### EXERCISE REQUIREMENTS
Count how many lines in the material below contain the string "grain", treating uppercase and lowercase as different. Reply with the number only.

### DATA SUPPLIED
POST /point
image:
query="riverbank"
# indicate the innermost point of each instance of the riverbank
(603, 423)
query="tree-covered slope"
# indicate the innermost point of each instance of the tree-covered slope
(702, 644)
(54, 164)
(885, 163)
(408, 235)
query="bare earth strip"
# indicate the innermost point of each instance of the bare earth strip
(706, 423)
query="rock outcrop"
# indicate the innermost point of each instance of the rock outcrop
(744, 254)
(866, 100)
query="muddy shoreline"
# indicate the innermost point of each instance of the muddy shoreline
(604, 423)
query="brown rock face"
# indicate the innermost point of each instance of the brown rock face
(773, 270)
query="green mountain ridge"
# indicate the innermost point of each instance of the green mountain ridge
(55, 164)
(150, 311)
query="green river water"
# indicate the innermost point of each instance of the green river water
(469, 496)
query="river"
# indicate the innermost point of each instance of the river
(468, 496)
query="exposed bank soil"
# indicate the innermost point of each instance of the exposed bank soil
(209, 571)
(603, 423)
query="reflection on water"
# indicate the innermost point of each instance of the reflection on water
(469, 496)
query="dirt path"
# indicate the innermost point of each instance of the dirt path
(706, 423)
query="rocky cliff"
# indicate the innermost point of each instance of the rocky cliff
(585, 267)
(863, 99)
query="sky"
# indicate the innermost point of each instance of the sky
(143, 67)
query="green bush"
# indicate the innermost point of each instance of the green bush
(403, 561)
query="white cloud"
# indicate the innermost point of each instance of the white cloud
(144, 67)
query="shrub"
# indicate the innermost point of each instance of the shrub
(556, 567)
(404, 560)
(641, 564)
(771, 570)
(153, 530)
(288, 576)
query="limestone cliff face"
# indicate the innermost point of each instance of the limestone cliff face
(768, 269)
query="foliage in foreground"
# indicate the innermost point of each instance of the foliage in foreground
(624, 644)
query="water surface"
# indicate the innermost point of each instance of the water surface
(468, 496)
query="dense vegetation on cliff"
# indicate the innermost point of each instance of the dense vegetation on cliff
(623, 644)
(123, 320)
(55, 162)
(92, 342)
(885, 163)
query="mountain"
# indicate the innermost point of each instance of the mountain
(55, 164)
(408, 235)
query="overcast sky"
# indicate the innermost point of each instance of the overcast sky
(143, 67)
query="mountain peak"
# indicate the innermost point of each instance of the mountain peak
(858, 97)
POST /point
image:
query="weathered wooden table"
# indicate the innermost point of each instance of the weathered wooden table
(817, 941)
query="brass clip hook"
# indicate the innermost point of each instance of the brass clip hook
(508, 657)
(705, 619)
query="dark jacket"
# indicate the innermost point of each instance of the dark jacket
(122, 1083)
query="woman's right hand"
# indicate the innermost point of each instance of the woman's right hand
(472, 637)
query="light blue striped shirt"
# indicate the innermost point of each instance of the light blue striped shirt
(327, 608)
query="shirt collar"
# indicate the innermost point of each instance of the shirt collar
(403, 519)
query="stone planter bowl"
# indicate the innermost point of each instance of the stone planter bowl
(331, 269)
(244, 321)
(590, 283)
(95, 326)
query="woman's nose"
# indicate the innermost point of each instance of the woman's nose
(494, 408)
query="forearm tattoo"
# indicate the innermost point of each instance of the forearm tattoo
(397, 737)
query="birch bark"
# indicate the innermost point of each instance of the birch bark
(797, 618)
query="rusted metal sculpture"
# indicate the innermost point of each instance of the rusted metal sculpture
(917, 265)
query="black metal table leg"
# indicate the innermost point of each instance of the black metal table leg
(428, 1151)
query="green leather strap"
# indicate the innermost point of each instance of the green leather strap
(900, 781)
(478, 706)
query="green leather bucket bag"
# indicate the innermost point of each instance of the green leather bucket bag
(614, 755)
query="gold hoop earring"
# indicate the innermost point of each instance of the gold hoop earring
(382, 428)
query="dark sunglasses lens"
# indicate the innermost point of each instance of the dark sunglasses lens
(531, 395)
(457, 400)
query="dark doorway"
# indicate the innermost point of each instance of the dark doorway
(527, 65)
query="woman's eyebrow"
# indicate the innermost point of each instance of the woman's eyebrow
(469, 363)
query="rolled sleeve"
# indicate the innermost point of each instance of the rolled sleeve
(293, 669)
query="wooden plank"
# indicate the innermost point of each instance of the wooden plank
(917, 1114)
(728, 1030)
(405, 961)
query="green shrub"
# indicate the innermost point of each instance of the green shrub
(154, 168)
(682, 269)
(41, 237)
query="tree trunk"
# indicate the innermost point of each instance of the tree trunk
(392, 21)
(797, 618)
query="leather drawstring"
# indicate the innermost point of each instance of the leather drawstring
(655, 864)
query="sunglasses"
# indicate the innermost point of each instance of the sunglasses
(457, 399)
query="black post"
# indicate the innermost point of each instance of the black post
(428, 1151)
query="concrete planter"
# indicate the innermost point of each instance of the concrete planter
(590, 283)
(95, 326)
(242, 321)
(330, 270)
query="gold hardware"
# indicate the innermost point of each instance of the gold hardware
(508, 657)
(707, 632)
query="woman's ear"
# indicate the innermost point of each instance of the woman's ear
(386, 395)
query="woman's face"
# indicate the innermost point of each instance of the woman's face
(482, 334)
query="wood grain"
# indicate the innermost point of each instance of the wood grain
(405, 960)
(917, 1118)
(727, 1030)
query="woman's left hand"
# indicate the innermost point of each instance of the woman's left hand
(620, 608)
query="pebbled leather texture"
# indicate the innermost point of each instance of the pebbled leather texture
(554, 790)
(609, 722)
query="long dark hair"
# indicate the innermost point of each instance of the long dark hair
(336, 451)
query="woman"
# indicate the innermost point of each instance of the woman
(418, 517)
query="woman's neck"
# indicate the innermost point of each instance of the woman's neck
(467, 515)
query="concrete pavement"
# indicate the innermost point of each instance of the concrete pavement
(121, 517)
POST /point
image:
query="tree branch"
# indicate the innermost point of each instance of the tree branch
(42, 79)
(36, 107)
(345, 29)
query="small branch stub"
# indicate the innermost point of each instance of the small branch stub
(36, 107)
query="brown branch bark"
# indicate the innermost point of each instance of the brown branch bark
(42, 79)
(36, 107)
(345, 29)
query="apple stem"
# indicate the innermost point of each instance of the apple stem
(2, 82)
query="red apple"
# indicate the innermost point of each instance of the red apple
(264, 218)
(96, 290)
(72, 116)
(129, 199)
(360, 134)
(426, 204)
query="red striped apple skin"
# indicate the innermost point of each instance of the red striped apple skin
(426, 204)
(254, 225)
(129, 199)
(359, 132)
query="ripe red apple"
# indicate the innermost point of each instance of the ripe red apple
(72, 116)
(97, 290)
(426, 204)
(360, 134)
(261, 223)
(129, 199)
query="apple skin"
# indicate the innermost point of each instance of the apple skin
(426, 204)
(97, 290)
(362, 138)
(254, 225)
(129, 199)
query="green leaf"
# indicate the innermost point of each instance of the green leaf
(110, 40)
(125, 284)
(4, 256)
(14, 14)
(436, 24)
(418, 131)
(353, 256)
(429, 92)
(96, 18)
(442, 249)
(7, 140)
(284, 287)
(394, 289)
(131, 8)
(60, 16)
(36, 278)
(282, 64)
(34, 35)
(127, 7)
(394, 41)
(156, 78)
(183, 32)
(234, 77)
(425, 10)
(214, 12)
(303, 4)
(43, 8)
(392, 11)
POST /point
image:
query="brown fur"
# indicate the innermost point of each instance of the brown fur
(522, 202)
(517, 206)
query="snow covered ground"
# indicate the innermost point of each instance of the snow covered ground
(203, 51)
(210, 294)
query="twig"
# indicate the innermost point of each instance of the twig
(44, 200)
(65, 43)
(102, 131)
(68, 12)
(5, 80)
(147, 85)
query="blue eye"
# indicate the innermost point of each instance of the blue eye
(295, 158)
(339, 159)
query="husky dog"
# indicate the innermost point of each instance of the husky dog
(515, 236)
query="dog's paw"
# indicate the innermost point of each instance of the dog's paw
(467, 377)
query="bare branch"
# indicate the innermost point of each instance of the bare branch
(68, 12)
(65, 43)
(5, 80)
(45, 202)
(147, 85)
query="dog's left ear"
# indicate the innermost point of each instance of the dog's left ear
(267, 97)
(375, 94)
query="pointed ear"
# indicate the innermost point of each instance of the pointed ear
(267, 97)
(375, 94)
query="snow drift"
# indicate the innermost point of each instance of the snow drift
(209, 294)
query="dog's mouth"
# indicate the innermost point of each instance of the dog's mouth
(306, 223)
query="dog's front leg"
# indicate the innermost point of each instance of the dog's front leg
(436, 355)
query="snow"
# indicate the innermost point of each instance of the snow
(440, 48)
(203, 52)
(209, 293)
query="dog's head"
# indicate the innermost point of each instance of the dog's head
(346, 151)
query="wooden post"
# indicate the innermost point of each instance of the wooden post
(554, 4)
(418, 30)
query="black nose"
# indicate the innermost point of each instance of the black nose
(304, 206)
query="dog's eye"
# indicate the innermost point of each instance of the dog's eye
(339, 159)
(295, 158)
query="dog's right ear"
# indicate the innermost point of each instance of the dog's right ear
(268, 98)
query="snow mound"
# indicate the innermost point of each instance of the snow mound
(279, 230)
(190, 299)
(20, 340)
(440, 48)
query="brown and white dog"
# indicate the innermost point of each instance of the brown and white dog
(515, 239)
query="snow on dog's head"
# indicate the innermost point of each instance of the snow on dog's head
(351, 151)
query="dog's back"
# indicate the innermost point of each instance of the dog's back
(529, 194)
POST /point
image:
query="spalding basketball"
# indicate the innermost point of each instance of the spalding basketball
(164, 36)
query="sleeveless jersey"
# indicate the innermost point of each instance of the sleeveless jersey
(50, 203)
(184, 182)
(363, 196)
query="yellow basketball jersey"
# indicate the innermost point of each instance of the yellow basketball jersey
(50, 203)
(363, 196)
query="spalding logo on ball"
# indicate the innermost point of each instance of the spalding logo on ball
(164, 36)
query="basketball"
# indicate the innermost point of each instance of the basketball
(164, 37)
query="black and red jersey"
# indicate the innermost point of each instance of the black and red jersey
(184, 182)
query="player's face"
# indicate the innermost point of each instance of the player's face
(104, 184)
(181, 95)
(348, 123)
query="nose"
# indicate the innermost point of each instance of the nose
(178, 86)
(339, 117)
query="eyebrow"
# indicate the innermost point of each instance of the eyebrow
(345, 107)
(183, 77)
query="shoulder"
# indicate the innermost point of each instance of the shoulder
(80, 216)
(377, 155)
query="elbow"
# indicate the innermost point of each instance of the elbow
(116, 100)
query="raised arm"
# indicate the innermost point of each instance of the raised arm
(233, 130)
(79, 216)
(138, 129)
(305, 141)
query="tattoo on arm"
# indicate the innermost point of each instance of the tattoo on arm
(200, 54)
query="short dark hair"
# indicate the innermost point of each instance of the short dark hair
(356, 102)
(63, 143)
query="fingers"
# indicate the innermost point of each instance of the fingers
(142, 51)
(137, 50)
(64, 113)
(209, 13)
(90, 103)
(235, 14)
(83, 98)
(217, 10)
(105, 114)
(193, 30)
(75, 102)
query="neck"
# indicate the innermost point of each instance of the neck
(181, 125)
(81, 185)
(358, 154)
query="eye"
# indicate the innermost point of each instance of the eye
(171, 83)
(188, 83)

### WRITTEN REPLY
2